Extract the lines of the data from its first line through the line that contains "Give the mask", with both of these lines included, and reproduce them without change.
--- START DATASET RECORDS ---
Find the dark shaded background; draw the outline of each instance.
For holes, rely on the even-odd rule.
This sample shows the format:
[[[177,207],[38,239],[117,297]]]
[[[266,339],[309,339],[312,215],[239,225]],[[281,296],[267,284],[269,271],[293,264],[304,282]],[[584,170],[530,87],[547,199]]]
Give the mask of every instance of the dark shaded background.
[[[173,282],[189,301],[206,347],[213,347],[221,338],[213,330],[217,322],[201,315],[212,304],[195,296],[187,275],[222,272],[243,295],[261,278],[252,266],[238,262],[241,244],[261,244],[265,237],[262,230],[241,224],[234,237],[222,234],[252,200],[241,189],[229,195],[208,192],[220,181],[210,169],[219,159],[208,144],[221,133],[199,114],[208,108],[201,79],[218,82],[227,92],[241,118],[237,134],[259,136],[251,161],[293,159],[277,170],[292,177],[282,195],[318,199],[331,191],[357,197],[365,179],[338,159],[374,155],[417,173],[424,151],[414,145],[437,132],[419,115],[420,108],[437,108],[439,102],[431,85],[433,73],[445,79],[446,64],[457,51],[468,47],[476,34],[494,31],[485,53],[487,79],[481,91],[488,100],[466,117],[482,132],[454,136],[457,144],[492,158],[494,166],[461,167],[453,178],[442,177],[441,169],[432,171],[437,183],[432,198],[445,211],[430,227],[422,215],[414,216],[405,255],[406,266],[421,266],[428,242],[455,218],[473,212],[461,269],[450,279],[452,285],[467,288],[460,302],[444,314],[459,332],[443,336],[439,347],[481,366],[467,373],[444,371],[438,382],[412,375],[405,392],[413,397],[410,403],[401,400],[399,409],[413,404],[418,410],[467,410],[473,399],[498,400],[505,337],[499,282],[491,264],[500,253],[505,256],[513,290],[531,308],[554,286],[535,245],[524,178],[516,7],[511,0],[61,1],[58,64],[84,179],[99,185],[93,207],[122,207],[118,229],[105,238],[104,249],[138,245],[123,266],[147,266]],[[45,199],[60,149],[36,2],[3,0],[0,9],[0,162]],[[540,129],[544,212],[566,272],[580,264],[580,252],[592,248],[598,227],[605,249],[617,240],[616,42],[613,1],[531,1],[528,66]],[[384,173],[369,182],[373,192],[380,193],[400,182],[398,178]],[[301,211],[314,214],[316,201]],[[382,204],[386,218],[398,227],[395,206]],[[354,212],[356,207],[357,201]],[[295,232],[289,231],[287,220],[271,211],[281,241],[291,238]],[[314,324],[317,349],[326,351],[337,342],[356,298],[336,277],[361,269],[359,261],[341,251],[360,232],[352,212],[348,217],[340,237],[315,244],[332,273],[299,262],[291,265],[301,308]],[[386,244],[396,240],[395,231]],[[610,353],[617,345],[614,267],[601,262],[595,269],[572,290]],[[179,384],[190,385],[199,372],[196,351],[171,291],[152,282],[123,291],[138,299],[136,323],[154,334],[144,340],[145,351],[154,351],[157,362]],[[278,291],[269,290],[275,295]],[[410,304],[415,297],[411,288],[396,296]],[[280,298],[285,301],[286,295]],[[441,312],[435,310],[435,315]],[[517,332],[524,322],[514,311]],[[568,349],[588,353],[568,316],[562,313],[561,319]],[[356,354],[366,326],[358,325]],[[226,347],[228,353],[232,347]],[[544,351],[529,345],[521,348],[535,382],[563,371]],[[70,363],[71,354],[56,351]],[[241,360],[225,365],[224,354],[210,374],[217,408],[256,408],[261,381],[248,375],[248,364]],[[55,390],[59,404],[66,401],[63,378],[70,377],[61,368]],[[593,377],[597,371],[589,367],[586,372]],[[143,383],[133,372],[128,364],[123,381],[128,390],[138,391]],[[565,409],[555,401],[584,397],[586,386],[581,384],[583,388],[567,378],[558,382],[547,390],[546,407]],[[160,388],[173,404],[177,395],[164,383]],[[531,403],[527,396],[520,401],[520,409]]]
--- END DATASET RECORDS ---
◆ EXERCISE SOLUTION
Find the dark shaded background; draw the outline of each instance.
For holes, rely on the even-odd rule.
This sample shows the format:
[[[177,207],[38,239],[117,297]]]
[[[266,339],[309,339],[312,215],[239,225]],[[281,296],[267,284],[269,271],[293,264],[304,282]],[[584,170],[530,87],[547,199]]]
Give the mask of every instance of the dark shaded background.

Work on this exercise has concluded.